O ex-presidente da Camargo Corrêa Dalton dos Santos Avancini - réu nos processos da Operação Lava Jato - apontou em delação premiada o nome do irmão do ex-ministro Antônio Palocci, Adhemar Palocci, como suposto recebedor de propina na Eletronorte - estatal do setor de energia do governo federal. No depoimento, do dia 14 de março, o executivo que está preso em regime domiciliar, em São Paulo, confessou pagamento de propina de R$ 20 milhões da empreiteira nas obras da Usina Hidrelétrica de Belo Monte. O valor teria como destino o PMDB e agentes públicos da estatal.
"Adhemar Palocci Filho, 'vulgo Paloccinho', irmão de Antonio Palocci Filho, teria algum envolvimento com o recebimento das propinas", contou Avancini, num dos termos de sua delação premiada que estava em sigilo, anexado nesta quarta-feira, 24, aos autos da Lava Jato, em Curitiba.

==*==

TAREFA PROPOSTA 1 => Resuma em duas frases o trecho sobre a delação de Avancini.
TAREFA PROPOSTA 2 => Continue o trecho sobre a delação de Avancini, começando logo depois da última frase.
Os itens são um material à parte, sem ligação com o trecho sobre a delação de Avancini.

DADOS EXTRAÍDOS =>
==*==

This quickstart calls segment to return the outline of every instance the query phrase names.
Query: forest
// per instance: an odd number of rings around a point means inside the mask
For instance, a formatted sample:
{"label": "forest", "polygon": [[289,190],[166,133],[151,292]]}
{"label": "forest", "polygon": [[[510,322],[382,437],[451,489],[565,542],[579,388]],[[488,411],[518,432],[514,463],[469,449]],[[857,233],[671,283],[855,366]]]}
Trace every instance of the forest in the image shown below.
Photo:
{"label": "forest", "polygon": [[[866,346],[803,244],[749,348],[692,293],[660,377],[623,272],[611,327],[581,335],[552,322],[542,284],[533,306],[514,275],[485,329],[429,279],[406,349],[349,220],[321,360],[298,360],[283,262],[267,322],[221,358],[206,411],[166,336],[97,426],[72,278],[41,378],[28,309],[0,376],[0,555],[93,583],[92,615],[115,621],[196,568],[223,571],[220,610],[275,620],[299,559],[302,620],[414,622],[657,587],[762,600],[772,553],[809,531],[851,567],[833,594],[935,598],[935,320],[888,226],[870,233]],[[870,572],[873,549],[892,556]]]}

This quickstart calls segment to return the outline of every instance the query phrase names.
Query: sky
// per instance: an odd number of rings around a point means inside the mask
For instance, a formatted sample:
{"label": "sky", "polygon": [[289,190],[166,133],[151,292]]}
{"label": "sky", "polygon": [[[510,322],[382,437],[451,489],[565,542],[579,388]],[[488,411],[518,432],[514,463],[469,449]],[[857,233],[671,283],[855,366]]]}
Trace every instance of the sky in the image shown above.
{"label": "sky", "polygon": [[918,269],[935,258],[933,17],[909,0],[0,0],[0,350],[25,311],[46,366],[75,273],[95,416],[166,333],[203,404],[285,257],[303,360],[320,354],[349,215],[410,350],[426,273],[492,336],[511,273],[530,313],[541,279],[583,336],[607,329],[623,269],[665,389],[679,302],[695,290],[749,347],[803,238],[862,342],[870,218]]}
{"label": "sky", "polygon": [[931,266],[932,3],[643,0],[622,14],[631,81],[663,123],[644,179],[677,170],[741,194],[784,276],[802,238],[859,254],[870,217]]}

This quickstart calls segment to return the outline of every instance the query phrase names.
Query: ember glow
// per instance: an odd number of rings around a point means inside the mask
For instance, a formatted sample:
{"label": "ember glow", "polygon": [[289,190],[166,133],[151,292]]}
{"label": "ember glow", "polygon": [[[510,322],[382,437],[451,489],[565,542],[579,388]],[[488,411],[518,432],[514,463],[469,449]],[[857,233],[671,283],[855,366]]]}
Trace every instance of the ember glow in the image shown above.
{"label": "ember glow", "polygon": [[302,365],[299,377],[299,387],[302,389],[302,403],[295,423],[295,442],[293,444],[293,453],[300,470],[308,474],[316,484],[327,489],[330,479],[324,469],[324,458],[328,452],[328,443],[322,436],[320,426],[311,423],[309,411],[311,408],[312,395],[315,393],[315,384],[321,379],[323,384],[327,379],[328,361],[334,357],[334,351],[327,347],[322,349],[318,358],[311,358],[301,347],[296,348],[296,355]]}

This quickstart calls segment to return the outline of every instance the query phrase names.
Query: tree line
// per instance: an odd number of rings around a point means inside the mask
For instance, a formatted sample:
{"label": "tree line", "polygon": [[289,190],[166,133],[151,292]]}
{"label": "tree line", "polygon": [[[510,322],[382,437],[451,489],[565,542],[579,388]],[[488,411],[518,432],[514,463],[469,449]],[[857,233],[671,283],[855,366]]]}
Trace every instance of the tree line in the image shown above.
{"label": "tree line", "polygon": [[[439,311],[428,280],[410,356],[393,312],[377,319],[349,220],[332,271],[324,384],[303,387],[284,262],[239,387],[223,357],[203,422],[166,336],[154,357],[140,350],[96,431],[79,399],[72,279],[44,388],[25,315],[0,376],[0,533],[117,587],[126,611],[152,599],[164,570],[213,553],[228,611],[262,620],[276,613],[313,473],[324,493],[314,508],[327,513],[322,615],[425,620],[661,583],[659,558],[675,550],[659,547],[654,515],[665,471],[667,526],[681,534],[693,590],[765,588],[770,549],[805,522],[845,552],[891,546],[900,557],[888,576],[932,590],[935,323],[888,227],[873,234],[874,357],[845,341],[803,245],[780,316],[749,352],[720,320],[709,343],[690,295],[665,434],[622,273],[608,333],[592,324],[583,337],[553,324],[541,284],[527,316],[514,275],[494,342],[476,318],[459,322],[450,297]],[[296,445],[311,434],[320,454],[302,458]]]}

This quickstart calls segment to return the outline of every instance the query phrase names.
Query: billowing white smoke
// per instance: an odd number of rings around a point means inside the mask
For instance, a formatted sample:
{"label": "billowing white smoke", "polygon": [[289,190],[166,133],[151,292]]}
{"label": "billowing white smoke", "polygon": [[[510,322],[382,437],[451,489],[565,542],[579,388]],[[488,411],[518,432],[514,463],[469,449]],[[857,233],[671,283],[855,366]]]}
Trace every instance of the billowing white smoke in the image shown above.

==*==

RESPOSTA DA TAREFA 1 => Em delação premiada, o ex-presidente da Camargo Corrêa Dalton dos Santos Avancini confessou o pagamento de R$ 20 milhões em propina da empreiteira nas obras da Usina Hidrelétrica de Belo Monte, valor que teria como destino o PMDB e agentes públicos da Eletronorte. Ele também apontou Adhemar Palocci, irmão do ex-ministro Antônio Palocci, como suposto recebedor de propina na estatal.

RESPOSTA DA TAREFA 2 =>
Avancini apontou o nome de outro executivo da Camargo Corrêa, Luiz Carlos Martins, como a pessoa "que poderia fornecer mais detalhes acerca da participação dessa pessoa" e do operador de propina do PMDB. O ex-presidente contou não ter "conhecimento acerca do envolvimento de Antonio Palocci Filho". O ex-ministro é alvo de um inquérito da Lava Jato, pelo suposto pedido e recebimento de R$ 2 milhões em propina, em 2010.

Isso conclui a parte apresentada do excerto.